*Assigned task*
Answer these questions from the post about reading the file into KNIME:
1. How many columns does the table have?
2. About how large is the sparse data in the file, and about how large does it become as a dense matrix?
3. How much memory does the computer used for testing have?

*Text*
··········

Thanks for the effort.

AG

@VAGR_ISK, thanks for posting your problem. It is a good use case to identify challenges in using Python with KNIME.

The good news is that you can read the file into KNIME, the bad news is it is very slow (hours slow). The bottleneck is importing the pandas dataframe into a KNIME table - which is slow. I suspect this is because the table is 33,694 columns which, to the best of my knowledge is supportable by KNIME but is not efficient. A KNIME developer may have a better insight into this.

The scanpy library relies heavily on sparse matrices - this makes both storage and processing efficient. If you can use Python then I would recommend that. The sparse data in the file is approximately 3.3Mbytes, as a dense matrix this increases to ~95Gbytes. I don’t believe that KNIME supports sparse tables, but may want to consider it for the future. Especially if there are many people who want to process this type of data (I suspect it is a growing market).

The code that I created for the Python Node is below. I only tested it on two batch iterations due to the time it was taking to load the entire file; however, if you are prepared to wait then it should work. Note that once it completes opening tables to view them is incredibly slow.

Note: Due to the size of the array when converted from sparse to dense (so that it can be saved to KNIME) it was not possible to do this in one go on my computer (32Gb memory). So, there is an option to process the data in chunks. The size of the chunk (MAX_CHUNK), currently 1Gb, if you have more memory on your computer.

You may get a performance improvement by removing columns/rows with no data.

import knime_io as knio
import logging
import numpy as np
import pandas as pd
import scanpy as sc

from math import ceil
from scipy.sparse import csr_matrix

LOGGER = logging.getLogger(__name__)

# Set max size of a chunk to 10 Gbytes
GBYTE = 1024 ** 3
MAX_CHUNK = 1 * GBYTE
# Assume datacell is np.float32 = 4 bytes
CELL_SIZE = 4

# Get the file to read from the flow variable.
matrix_file = knio.flow_variables['file-input']

# Open the matrix file and reads data into an annotated matrix (anndata)
adata = sc.read_10x_h5(matrix_file)

# Ensure variable names are unique.
adata.var_names_make_unique()

# Logarithmise the data matrix
adata.raw = sc.pp.log1p(adata, copy=True)

# The dense table may exceed the memory available
# So split into batches.
# Create KNIME processed table
processed_table = knio.batch_write_table()

# Convert raw X data to a sparse row matrix for efficient slicing.
sparse_row_matrix = csr_matrix(adata.raw.X)

# Calculate rows per batch and number of batches
rows, columns = adata.shape
batch_size = int(MAX_CHUNK / (columns * CELL_SIZE))
batch_count = ceil(rows / batch_size)
LOGGER.warning(f"{batch_count=}, {batch_size=}")

··········

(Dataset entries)
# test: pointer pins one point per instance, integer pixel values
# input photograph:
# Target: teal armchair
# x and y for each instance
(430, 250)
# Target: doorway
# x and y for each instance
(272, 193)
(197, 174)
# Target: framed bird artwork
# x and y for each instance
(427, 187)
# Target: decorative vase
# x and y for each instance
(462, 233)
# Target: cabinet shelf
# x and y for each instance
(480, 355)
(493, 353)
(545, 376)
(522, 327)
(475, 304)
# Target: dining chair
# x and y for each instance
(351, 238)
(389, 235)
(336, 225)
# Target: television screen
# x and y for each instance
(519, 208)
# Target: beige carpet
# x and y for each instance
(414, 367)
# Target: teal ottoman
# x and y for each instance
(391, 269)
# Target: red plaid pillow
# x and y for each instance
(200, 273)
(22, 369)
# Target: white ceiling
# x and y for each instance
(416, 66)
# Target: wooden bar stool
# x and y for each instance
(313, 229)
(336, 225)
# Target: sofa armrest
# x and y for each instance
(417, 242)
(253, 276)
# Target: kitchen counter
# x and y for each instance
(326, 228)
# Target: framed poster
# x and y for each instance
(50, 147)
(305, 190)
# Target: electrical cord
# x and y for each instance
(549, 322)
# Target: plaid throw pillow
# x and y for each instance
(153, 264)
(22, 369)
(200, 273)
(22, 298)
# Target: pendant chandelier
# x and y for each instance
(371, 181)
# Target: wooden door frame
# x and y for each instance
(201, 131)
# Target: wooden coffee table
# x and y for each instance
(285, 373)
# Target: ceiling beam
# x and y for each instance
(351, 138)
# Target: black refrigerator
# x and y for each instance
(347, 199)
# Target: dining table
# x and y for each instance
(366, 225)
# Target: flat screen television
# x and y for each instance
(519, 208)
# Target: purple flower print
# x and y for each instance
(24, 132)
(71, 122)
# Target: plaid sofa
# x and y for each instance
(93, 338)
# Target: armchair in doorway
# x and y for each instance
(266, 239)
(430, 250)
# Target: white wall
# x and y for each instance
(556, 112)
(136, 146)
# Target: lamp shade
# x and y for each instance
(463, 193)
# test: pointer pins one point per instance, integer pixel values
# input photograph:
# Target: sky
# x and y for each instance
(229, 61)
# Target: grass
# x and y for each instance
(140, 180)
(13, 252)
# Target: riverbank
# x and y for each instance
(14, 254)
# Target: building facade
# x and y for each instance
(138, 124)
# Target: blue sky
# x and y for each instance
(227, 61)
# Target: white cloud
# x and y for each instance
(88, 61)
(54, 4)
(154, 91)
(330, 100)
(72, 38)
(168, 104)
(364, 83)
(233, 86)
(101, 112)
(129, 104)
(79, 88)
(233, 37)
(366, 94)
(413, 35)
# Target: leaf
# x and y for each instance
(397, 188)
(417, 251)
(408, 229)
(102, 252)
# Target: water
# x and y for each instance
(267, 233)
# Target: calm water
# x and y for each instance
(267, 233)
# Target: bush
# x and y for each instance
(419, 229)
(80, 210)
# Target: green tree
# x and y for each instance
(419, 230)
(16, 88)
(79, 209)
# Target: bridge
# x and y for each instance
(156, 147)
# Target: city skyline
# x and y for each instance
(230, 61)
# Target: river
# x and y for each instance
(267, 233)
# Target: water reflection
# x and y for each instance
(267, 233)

··········

*Result for this exercise*
1. 33,694
2. About 3.3 Mbytes sparse; about 95 Gbytes as a dense matrix
3. 32Gb